Locate each line in the entries below that contains the word "chest" and copy those lines. The match is case-sensitive.

» Material for this task
+++
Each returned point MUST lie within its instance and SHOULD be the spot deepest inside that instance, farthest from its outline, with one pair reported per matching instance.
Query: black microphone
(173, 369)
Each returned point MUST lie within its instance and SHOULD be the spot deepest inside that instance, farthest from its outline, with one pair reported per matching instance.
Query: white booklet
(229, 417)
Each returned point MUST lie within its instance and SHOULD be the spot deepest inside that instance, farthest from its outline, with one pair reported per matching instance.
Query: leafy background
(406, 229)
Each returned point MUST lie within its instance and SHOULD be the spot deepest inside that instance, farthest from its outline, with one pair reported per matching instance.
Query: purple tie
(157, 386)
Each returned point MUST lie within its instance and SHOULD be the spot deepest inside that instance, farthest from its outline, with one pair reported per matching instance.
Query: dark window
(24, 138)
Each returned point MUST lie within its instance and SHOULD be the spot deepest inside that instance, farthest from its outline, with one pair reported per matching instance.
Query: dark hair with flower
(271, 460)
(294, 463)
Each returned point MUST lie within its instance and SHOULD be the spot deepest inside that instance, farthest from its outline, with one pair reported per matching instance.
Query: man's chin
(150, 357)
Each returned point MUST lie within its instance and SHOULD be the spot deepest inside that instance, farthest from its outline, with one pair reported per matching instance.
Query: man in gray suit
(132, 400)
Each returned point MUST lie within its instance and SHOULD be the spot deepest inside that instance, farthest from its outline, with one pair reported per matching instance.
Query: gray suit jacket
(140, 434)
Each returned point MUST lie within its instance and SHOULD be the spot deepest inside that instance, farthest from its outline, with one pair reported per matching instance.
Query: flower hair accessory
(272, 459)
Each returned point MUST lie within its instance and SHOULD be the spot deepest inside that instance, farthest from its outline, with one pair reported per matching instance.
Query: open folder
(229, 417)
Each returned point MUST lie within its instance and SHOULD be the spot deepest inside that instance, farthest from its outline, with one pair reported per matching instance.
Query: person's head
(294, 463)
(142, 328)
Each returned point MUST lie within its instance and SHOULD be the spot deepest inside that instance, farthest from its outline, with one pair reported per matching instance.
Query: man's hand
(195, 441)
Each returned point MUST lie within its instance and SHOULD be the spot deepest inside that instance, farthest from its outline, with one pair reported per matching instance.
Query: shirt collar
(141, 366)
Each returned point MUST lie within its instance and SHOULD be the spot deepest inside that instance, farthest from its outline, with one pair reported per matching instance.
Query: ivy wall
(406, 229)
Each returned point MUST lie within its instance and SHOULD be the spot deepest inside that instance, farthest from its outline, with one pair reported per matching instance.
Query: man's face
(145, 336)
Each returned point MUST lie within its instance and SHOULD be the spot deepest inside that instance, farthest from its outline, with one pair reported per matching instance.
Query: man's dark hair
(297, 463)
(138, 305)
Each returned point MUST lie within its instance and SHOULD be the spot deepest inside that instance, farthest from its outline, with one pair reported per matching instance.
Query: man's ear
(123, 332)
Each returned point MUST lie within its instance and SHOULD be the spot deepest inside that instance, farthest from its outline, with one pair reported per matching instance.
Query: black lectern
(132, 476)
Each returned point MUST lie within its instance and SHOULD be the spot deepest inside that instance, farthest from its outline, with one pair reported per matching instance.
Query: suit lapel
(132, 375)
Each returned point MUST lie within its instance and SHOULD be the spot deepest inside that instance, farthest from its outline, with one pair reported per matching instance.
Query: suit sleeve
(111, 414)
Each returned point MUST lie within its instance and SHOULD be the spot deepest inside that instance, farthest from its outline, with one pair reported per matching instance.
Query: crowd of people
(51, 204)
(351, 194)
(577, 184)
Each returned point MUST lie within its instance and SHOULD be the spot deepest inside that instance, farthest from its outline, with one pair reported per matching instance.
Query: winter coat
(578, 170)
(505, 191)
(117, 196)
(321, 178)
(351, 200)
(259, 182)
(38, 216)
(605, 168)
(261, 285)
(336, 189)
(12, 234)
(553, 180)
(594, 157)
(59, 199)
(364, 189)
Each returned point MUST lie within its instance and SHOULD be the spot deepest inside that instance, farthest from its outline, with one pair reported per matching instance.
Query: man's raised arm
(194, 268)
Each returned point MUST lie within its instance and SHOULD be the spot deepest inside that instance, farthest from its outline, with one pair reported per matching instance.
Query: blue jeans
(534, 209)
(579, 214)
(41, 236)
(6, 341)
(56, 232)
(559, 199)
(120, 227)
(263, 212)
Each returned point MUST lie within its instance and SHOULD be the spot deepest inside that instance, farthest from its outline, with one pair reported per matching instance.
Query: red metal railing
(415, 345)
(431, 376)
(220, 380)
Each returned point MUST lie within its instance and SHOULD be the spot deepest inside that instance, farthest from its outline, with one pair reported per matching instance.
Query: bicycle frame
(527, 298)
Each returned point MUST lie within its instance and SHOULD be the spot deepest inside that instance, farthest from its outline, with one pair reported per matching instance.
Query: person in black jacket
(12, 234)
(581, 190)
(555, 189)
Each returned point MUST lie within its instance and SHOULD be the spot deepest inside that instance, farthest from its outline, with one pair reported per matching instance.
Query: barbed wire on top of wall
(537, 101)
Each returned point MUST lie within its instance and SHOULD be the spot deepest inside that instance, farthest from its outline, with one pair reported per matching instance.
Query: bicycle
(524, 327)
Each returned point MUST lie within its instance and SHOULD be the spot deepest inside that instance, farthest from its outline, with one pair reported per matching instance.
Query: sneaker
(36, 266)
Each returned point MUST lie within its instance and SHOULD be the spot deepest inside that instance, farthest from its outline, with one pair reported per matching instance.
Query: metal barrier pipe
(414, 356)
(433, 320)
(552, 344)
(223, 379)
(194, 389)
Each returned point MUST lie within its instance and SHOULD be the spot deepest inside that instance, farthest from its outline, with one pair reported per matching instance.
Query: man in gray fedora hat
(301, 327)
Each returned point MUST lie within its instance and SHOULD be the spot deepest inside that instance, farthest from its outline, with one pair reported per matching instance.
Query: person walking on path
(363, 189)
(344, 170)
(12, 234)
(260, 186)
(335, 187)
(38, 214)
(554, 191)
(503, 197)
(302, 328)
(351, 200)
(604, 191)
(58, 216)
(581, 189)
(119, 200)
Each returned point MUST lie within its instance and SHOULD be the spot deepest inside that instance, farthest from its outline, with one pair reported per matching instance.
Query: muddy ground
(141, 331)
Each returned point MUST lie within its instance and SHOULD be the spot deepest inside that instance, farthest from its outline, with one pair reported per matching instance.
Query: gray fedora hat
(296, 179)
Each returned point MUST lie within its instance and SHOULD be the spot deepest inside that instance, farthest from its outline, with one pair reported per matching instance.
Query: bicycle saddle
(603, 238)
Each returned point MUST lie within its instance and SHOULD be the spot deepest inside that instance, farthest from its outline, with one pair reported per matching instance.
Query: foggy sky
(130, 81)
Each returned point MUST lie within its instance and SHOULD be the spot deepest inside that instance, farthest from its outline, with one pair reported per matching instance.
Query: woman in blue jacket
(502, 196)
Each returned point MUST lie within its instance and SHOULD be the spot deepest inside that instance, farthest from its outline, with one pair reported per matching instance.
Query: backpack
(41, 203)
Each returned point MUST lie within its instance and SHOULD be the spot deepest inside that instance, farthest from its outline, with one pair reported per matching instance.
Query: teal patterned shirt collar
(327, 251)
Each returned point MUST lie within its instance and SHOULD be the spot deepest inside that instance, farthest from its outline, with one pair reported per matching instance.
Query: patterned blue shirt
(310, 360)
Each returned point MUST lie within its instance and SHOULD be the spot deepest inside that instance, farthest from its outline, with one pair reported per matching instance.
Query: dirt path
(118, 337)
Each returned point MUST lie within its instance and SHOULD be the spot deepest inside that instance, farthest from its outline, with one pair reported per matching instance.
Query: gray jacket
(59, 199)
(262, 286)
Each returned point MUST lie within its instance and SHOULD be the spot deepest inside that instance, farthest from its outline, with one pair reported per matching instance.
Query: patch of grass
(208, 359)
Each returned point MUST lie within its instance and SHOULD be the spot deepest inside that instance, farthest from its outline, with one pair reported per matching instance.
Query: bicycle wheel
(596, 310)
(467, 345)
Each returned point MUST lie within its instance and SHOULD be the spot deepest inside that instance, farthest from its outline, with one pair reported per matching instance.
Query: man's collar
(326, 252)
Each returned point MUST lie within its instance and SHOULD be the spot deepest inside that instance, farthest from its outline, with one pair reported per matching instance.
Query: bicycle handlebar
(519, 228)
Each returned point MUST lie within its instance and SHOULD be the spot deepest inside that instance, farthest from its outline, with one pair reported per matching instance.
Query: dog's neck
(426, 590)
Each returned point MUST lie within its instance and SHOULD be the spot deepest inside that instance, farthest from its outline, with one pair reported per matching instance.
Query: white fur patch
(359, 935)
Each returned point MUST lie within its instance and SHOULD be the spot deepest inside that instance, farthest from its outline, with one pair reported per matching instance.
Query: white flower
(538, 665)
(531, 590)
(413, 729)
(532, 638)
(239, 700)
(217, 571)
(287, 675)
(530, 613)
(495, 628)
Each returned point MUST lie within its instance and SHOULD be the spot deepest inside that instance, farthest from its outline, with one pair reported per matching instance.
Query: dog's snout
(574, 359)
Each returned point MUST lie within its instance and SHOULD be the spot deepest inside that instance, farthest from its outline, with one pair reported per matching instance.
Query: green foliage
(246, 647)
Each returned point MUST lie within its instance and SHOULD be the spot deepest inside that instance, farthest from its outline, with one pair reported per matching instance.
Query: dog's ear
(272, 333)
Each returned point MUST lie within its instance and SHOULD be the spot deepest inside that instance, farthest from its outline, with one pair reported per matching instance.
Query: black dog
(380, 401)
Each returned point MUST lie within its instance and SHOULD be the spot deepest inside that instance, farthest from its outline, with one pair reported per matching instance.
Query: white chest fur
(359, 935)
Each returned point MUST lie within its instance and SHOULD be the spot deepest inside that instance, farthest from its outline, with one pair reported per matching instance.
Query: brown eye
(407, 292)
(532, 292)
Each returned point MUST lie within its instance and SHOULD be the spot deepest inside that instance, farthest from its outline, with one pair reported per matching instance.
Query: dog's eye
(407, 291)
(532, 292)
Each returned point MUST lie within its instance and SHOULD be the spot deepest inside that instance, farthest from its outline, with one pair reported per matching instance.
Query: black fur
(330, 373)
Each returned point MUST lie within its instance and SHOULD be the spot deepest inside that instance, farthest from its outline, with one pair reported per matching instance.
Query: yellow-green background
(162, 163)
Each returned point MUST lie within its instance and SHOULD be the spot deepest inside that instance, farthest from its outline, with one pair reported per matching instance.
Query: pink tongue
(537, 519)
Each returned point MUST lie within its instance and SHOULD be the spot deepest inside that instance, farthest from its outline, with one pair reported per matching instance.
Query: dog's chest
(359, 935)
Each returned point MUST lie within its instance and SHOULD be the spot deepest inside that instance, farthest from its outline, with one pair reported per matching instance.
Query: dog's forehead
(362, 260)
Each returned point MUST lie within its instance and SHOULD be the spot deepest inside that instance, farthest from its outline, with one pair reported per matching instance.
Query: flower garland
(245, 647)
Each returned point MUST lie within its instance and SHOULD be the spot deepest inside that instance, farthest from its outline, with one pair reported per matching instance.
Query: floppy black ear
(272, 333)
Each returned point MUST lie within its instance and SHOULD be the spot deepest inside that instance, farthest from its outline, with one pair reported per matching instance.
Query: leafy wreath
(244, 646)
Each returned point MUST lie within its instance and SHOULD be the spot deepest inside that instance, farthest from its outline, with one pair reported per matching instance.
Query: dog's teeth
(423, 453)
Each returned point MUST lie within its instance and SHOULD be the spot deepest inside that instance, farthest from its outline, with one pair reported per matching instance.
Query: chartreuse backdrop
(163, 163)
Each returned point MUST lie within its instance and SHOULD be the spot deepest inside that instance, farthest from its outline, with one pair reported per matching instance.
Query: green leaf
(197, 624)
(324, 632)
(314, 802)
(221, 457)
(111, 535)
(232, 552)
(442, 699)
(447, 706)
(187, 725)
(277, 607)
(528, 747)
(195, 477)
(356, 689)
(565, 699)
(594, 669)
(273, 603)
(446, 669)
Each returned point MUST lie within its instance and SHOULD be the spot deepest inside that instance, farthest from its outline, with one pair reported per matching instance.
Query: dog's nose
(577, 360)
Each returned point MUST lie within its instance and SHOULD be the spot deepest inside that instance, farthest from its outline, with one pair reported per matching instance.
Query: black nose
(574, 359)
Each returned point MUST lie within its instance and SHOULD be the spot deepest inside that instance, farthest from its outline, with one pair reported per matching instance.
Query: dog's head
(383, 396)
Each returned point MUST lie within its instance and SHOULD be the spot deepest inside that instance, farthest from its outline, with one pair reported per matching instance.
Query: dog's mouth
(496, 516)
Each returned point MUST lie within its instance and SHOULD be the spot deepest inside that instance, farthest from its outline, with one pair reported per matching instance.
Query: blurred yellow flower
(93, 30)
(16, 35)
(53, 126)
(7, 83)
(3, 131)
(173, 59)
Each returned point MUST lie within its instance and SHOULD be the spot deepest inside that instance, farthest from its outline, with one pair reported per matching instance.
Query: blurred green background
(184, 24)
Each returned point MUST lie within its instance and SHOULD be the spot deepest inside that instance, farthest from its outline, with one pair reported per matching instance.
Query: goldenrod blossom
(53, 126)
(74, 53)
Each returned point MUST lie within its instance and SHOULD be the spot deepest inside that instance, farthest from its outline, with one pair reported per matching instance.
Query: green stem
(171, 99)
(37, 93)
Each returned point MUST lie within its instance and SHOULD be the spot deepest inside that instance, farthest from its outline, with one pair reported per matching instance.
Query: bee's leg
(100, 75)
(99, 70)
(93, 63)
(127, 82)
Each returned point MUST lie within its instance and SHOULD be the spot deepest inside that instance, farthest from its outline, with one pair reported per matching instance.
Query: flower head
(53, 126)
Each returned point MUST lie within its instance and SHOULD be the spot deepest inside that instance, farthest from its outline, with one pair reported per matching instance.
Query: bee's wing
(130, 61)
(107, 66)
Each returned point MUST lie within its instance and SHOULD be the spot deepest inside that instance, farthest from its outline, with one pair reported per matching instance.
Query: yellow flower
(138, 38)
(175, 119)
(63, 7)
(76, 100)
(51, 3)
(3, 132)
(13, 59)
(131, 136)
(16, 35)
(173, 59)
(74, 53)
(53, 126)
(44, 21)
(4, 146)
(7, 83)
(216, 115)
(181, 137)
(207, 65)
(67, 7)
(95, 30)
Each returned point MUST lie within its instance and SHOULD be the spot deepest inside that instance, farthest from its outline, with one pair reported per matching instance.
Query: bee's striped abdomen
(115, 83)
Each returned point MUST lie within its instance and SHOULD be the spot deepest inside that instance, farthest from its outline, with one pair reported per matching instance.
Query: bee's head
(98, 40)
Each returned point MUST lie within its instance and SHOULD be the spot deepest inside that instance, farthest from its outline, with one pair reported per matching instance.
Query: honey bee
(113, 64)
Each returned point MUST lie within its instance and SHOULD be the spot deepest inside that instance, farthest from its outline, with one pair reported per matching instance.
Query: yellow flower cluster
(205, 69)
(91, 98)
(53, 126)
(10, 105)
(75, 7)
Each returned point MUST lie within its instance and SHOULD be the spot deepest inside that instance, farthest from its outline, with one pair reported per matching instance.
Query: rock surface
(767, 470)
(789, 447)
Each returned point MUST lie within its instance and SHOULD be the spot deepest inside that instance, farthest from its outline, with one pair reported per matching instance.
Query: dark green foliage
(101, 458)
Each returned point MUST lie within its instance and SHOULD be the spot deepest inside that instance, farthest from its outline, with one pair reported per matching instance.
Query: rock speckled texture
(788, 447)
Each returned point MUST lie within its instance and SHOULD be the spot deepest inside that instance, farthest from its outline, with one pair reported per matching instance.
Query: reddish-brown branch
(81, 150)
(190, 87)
+++
» The reply
Query: white chest fur
Query: dog's chest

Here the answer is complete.